▸ DO THIS
Reproduce the records below exactly as given.

Items listed in a dataset:
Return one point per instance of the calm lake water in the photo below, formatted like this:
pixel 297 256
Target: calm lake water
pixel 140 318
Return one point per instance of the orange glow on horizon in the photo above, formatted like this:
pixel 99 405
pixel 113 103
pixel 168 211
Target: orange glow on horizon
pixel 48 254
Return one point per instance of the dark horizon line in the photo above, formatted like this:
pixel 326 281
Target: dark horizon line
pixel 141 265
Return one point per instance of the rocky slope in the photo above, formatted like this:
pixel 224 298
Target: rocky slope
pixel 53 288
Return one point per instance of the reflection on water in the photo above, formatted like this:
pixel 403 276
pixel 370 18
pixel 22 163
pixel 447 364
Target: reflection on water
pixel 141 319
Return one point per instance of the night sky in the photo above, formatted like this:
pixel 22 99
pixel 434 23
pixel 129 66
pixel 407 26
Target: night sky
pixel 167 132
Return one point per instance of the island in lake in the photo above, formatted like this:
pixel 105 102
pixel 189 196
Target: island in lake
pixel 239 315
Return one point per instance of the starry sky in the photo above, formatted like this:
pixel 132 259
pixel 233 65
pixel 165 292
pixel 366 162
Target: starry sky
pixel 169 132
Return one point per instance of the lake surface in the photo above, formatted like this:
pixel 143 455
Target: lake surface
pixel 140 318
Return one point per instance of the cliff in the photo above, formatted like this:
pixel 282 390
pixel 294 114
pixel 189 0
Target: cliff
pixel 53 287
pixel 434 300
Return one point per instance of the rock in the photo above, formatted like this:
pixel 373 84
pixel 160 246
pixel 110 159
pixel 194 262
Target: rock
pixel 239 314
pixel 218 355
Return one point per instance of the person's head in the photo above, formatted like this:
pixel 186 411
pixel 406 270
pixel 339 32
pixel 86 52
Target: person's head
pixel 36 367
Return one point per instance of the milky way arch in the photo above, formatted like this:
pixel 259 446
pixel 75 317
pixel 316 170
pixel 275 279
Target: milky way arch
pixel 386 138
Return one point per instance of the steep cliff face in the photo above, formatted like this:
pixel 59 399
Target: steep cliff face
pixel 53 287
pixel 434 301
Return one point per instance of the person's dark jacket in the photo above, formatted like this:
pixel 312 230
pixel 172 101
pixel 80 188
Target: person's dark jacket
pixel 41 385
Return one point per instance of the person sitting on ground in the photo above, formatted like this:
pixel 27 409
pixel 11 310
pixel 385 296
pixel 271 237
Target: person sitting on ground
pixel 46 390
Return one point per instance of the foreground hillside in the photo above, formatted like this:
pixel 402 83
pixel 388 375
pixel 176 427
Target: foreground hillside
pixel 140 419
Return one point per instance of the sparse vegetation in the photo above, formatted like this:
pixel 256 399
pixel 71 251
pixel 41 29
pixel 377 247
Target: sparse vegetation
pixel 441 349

▸ ANSWER TO THIS EXERCISE
Return one point per instance of the calm lake water in the photo below, formatted like this:
pixel 297 256
Target: calm lake water
pixel 140 318
Return one point per instance of the orange glow on horizon in the photo above, formatted like this:
pixel 99 405
pixel 113 103
pixel 168 211
Target: orange glow on horizon
pixel 48 254
Return one point per instance of the dark horizon line in the photo above, formatted like this:
pixel 326 281
Target: dark horizon line
pixel 141 265
Return one point per instance of the rocky slope in the photo above, formatted like this:
pixel 224 298
Target: rocky slope
pixel 53 288
Return one point per instance of the reflection on water in the photo above, formatted like this:
pixel 403 276
pixel 370 18
pixel 22 163
pixel 447 364
Target: reflection on water
pixel 141 319
Return one point per instance of the night sky in the photo above, formatted like this:
pixel 22 99
pixel 434 23
pixel 129 66
pixel 407 26
Target: night sky
pixel 167 132
Return one point per instance of the island in lake in the photo above, formatted like this:
pixel 105 102
pixel 189 196
Target: island in lake
pixel 239 315
Return one point per instance of the starry sky in the photo above, formatted like this:
pixel 132 259
pixel 233 65
pixel 165 292
pixel 366 162
Target: starry sky
pixel 169 132
Return one point per instance of the lake surface in the photo above, formatted like this:
pixel 143 455
Target: lake surface
pixel 140 318
Return one point per instance of the cliff in the photo above, formatted like this:
pixel 282 390
pixel 294 114
pixel 189 0
Target: cliff
pixel 53 287
pixel 434 300
Return one point per instance of the rock in the photo above, formatted like this:
pixel 373 84
pixel 160 246
pixel 110 159
pixel 194 262
Target: rock
pixel 239 314
pixel 218 355
Return one point per instance of the person's head in the photo above, formatted like this:
pixel 186 411
pixel 406 270
pixel 339 32
pixel 86 52
Target: person's head
pixel 36 367
Return one point per instance of the milky way arch in the photo above, formatted like this:
pixel 259 446
pixel 75 317
pixel 316 170
pixel 275 279
Target: milky way arch
pixel 386 138
Return one point per instance of the steep cliff face in the photo above, formatted like this:
pixel 59 399
Target: steep cliff face
pixel 53 287
pixel 434 301
Return one point per instance of the person's dark jacket in the photo above, formatted like this:
pixel 312 230
pixel 172 101
pixel 80 188
Target: person's dark jacket
pixel 41 385
Return one point per instance of the person sitting on ground in the photo above, formatted like this:
pixel 27 409
pixel 11 310
pixel 385 296
pixel 271 237
Target: person sitting on ground
pixel 46 390
Return one point per instance of the foreground hillside in the photo above, formatted like this:
pixel 402 83
pixel 388 375
pixel 176 427
Target: foreground hillside
pixel 140 419
Return one point per instance of the sparse vegetation in the photo above, formatted like this:
pixel 256 399
pixel 71 251
pixel 41 29
pixel 377 247
Target: sparse vegetation
pixel 441 349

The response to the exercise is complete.